Reproduce the stretch of data from the line containing "Please drop a marker on every instance of the red berry" through the line containing "<point>58,68</point>", both included, with the requests unchanged. Shift every point coordinate in the answers by adding 14 to each x and y value.

Stored dataset items:
-*-

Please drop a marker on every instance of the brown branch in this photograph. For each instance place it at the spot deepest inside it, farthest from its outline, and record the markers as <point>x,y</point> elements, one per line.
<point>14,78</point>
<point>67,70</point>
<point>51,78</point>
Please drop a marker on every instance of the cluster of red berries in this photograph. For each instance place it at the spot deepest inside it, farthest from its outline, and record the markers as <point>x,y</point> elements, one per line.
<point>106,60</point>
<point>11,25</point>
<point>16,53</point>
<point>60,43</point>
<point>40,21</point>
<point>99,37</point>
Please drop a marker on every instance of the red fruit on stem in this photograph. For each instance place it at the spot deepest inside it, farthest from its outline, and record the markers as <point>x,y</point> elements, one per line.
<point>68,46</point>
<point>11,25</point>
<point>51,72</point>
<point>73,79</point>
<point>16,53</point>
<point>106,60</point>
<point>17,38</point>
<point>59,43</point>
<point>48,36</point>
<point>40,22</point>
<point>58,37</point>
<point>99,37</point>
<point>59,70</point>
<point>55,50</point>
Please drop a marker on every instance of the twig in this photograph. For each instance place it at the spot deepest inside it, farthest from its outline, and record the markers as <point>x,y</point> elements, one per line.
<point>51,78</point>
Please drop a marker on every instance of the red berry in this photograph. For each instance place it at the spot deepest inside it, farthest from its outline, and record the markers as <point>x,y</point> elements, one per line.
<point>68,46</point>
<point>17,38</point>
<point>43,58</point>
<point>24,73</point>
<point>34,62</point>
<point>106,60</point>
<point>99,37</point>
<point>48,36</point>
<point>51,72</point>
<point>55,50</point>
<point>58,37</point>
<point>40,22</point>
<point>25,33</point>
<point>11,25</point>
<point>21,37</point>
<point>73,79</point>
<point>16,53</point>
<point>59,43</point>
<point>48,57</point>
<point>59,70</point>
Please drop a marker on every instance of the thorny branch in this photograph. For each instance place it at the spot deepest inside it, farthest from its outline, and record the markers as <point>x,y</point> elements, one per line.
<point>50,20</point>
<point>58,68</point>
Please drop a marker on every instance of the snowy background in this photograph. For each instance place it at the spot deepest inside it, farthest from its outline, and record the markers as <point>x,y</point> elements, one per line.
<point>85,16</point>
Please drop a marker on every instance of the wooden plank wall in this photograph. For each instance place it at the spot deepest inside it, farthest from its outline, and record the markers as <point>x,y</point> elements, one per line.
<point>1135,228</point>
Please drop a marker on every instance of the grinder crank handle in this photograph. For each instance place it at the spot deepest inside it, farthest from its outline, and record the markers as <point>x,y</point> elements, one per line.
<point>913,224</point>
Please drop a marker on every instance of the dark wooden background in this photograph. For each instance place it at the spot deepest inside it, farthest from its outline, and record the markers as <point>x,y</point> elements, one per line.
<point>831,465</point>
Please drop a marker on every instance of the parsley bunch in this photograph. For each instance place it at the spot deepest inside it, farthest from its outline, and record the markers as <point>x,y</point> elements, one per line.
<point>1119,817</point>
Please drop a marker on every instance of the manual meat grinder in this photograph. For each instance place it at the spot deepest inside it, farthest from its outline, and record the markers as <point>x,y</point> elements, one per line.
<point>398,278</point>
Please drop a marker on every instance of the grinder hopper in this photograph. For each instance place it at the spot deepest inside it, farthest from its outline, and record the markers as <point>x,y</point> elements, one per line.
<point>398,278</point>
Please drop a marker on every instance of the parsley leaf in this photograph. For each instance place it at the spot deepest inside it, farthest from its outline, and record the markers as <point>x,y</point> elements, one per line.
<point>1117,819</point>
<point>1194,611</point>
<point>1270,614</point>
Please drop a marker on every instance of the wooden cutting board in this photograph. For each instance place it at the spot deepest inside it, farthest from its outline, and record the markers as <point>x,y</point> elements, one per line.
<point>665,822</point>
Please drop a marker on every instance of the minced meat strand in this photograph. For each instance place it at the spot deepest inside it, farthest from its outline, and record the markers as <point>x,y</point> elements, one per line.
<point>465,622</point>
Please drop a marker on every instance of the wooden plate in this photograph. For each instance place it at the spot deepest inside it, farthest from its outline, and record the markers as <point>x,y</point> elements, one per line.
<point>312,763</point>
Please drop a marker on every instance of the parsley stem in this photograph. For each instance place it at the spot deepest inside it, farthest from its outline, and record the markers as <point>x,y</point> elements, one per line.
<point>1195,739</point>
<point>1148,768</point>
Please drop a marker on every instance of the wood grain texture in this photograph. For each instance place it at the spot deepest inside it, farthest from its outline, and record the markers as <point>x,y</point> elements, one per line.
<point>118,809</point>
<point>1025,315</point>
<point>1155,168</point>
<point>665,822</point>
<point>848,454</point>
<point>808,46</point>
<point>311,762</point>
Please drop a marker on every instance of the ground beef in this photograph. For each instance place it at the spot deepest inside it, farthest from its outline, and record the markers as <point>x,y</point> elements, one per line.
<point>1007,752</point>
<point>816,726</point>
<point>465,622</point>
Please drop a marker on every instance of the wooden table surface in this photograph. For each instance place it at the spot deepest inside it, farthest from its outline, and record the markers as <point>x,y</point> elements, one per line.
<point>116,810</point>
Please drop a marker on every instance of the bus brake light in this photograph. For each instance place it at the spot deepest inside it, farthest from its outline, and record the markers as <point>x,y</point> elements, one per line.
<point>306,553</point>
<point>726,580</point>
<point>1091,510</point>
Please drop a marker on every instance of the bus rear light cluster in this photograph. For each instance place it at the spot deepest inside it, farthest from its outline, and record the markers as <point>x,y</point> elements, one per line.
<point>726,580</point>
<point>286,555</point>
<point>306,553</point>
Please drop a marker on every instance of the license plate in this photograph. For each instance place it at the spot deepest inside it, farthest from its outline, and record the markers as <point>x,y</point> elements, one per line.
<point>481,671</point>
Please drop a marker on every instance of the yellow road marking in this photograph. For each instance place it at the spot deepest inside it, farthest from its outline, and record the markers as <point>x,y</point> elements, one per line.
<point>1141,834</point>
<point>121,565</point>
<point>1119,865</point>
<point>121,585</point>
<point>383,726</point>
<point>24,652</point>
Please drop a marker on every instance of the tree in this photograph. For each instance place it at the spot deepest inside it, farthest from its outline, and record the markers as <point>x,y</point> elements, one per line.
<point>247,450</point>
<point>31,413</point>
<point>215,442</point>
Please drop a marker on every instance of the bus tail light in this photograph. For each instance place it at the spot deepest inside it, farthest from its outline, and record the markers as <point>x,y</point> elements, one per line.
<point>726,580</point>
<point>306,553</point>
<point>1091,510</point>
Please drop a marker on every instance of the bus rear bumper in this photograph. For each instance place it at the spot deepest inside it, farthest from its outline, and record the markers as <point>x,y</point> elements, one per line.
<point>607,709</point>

-*-

The solution ->
Please drop a marker on every instance of the red berry in this photograph. For each instance place it at the spot deepest inside it, farthest from its outline, and record the markers as <point>x,y</point> elements, one per line.
<point>82,60</point>
<point>31,52</point>
<point>57,72</point>
<point>38,87</point>
<point>48,76</point>
<point>120,74</point>
<point>113,51</point>
<point>62,50</point>
<point>65,86</point>
<point>69,64</point>
<point>72,51</point>
<point>54,36</point>
<point>39,47</point>
<point>25,39</point>
<point>35,51</point>
<point>87,93</point>
<point>30,67</point>
<point>73,57</point>
<point>62,71</point>
<point>73,84</point>
Please drop a marker on every instance of the thorny branch in this photograph. For each instance place it at the spot deepest inside it, farthest from its outline, and record the markers as <point>x,y</point> elements, one per line.
<point>64,34</point>
<point>72,82</point>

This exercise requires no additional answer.